Task directions> Without including any images, reproduce each entry exactly.

BEGIN Material for this task

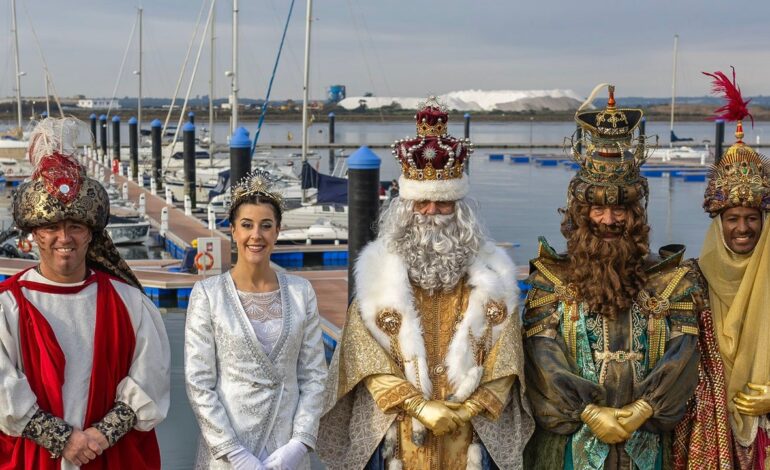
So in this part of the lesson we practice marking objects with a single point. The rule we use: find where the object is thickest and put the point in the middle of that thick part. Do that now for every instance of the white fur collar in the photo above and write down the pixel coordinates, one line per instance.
(382, 283)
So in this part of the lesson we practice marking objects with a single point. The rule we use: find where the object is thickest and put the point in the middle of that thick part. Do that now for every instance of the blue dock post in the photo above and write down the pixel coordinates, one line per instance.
(157, 159)
(188, 137)
(467, 117)
(240, 155)
(332, 117)
(579, 138)
(363, 205)
(116, 144)
(93, 134)
(719, 140)
(103, 136)
(133, 148)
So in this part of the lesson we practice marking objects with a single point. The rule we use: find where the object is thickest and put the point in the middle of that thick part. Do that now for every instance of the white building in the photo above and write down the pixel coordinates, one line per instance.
(98, 103)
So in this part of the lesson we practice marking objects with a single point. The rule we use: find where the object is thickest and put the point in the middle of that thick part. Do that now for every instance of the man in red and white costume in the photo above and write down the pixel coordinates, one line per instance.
(84, 356)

END Material for this task

Result of this task>
So in this part of the lesson we practice marking objects with a single point. The rule we use: find where the object is thickest and put the point in the middle of that thick part. Do that now for every instance of the white fur collar in the photo above and write down the pixel coordinates, one line per instance.
(382, 283)
So in this part of the lesson we practice marking objects with a single point. The rule we use: find where the object is thickest and put the point in the middle of that thick part. Do that now for every instance of the blue dock post in the photo above and write down the pixel coordinates, one line per instance.
(157, 159)
(188, 137)
(467, 117)
(240, 155)
(332, 117)
(579, 138)
(363, 205)
(116, 144)
(93, 134)
(719, 140)
(103, 136)
(133, 148)
So in this part of the lesson we practice marking objects with a single point. The rule we use: find where the object is thickest and put the point in the middle of that thick part. Do that now for every instance of the white building in the photo above and write down the pixel coordinates, one line per instance.
(98, 103)
So in this part of the lesson we practice marking objects with a single point. The rule we use: find where the object is thickest and put the point in the middle of that thick part. Do that now for every instance of the man in red and white costume in the photo above and write down the pixel coordinates, one line per instance.
(84, 356)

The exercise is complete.